EXTRAIT:

On s’est plaint que ces prescriptions n’étaient pas observées, que beaucoup d’établissements n’en tenaient aucun compte. Le rapport déclare qu’il résulte d’une inspection minutieuse que l’enseignement de la gymnastique a fait des progrès très réels quant à ses méthodes et au nombre des enfants qui le reçoivent.

On voit, en somme, que les écoliers allemands ne sont pas surchargés de travail comme on se plaît quelquefois à se les représenter. Il y a eu chez nos voisins cet avantage, si c’en est un, que les programmes n’ont pas été modifiés depuis un demi-siècle, que l’infiltration de sciences diverses qui des universités ont pénétré dans l’école s’est faite peu à peu, insensiblement. Ils n’ont innové que le moins possible.

Nous avons eu, nous, un monde à soulever, à transformer. Nous avons abordé de front le redoutable problème que pose aux éducateurs l’avènement de la démocratie succédant aux classes privilégiées, que de longs loisirs et des carrières assurées mettaient à l’abri de le lutte pour la vie. Depuis trente ans, depuis vingt ans, depuis 1870 surtout, le problème est devenu chez nous plus pressant, plus aigu. Nous avons dû nous hâter, aller vite, et il est possible que dans notre désir de trop bien faire nous ayons surchargé les études d’un poids qu’il faut songer à diminuer.

La question ne se présente donc pas absolument de la même manière de l’autre côté du Rhin que chez nous. Mais il y a néanmoins assez d’éléments semblables des deux parts pour que nous ayons quelque profit à savoir comment elle est envisagée et résolue en Allemagne.

OBJECTIFS:
A - Recopiez fidèlement le passage de l'extrait qui va de « On s’est plaint » jusqu'à « qui le reçoivent. ».
B - D'après l'extrait, pourquoi les études ont-elles pu être surchargées en France ? Répondez en une à trois phrases.

DONNÉES ENREGISTRÉES:
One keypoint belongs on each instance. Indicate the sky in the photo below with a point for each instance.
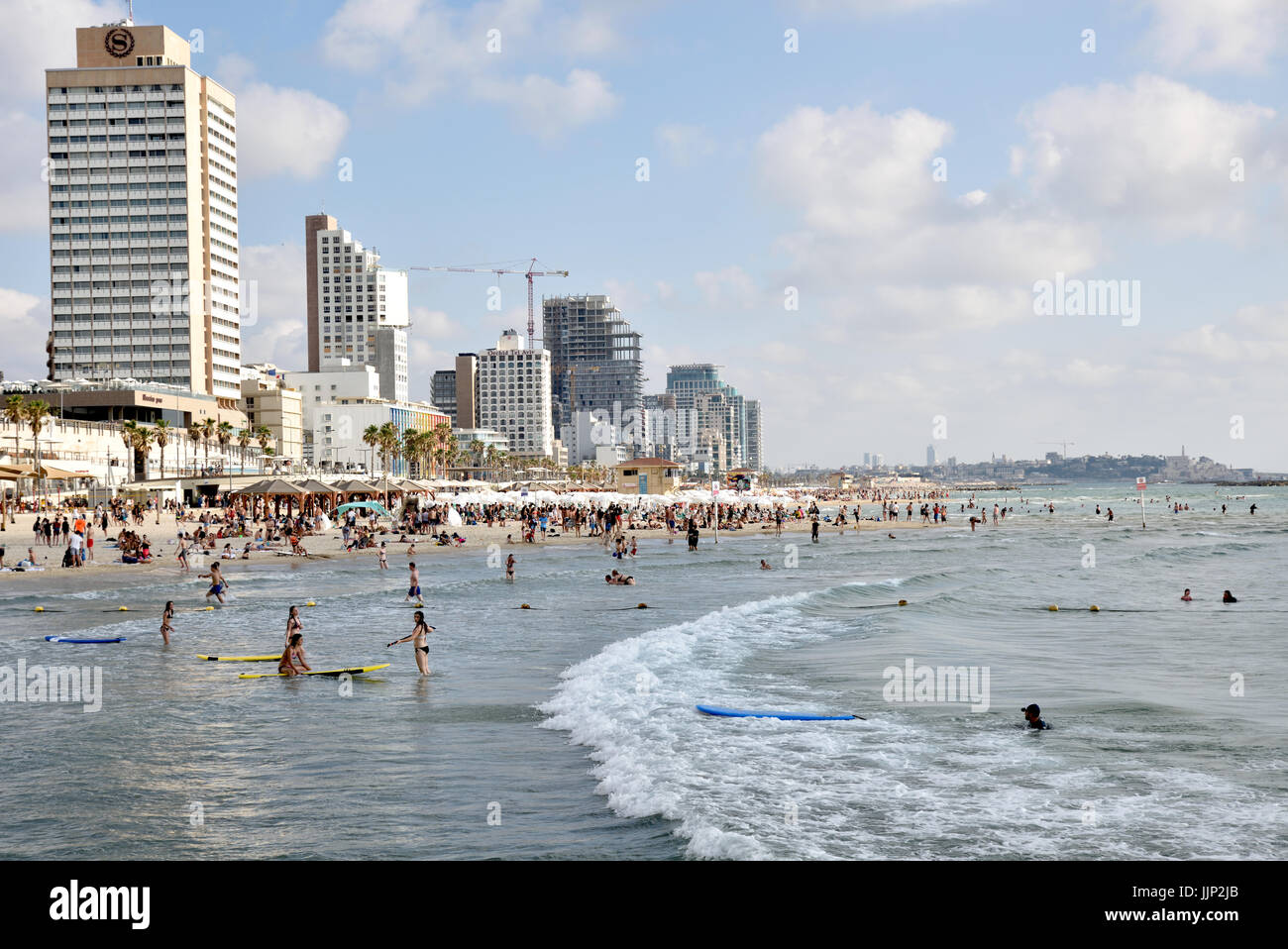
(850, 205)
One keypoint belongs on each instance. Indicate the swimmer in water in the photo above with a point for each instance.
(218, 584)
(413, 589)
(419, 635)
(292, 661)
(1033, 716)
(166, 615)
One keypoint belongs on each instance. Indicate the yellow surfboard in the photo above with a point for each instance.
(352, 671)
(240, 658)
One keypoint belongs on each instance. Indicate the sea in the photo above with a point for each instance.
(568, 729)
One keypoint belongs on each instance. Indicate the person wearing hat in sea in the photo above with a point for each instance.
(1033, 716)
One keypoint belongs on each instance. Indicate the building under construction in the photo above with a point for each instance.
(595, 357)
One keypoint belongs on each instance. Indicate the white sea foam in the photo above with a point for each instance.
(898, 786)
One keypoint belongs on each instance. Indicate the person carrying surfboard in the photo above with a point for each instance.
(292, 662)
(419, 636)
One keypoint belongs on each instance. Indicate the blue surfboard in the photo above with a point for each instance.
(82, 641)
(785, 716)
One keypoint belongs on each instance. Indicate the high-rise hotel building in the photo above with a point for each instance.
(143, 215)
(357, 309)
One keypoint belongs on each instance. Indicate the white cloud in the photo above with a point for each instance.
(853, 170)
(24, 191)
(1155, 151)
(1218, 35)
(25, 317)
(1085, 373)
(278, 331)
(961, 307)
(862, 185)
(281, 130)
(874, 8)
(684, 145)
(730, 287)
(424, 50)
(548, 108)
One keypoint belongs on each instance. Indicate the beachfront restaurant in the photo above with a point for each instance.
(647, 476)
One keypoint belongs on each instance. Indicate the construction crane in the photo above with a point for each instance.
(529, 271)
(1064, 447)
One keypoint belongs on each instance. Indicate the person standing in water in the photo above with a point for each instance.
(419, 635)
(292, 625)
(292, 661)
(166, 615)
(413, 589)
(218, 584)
* * *
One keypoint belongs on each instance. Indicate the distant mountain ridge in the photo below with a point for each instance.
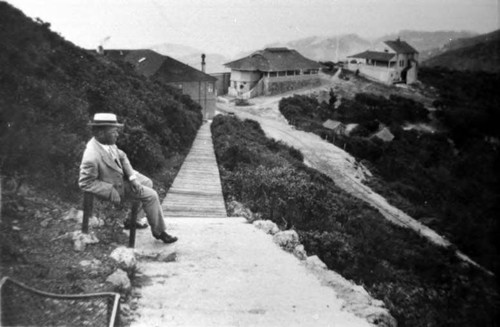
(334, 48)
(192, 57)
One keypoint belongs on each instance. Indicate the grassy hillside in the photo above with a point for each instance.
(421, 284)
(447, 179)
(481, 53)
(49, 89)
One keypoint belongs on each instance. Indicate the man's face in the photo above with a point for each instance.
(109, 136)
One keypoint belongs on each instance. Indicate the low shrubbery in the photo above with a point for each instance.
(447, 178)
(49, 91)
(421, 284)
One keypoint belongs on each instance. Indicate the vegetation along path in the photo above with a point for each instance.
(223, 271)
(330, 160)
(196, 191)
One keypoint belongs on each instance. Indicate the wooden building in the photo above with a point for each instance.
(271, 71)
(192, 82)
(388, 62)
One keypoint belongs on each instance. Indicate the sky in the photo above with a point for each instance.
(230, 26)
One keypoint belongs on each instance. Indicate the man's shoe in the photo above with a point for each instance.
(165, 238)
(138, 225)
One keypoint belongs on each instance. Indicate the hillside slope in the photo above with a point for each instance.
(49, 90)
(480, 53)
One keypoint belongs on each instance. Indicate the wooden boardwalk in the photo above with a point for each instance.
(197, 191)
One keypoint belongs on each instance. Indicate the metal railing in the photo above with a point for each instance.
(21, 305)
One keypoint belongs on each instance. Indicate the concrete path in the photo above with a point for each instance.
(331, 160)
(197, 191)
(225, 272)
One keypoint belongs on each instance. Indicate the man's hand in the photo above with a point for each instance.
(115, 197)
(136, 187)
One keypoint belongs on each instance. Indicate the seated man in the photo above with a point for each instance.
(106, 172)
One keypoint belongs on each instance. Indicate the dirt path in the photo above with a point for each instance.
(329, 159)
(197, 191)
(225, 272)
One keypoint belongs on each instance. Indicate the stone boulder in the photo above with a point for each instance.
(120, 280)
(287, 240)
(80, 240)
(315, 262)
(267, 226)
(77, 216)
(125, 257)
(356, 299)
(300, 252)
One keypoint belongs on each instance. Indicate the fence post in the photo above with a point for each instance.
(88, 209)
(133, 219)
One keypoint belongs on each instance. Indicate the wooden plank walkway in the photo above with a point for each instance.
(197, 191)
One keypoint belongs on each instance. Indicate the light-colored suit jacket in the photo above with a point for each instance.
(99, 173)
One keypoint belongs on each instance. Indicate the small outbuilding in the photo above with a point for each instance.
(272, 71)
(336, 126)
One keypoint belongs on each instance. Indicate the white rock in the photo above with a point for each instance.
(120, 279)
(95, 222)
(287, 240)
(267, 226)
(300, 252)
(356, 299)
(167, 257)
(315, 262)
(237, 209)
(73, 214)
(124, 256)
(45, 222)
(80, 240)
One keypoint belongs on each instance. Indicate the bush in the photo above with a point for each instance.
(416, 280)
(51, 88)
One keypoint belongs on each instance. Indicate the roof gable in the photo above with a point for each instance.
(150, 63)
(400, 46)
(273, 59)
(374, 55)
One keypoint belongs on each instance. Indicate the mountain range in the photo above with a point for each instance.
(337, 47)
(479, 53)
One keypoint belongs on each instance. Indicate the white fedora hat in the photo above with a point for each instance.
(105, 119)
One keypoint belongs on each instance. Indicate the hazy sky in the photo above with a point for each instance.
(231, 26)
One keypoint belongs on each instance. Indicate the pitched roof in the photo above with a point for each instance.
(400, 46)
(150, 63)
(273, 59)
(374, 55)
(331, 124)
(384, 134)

CORRIGÉS:
A -
On s’est plaint que ces prescriptions n’étaient pas observées, que beaucoup d’établissements n’en tenaient aucun compte. Le rapport déclare qu’il résulte d’une inspection minutieuse que l’enseignement de la gymnastique a fait des progrès très réels quant à ses méthodes et au nombre des enfants qui le reçoivent.

B - La France a eu un monde à soulever et à transformer. Elle a dû affronter de front le problème éducatif posé par l'avènement de la démocratie à la place des classes privilégiées, un problème devenu plus pressant surtout depuis 1870. Il a donc fallu se hâter et, par désir de trop bien faire, les études ont peut-être été chargées d'un poids qu'il faut songer à diminuer.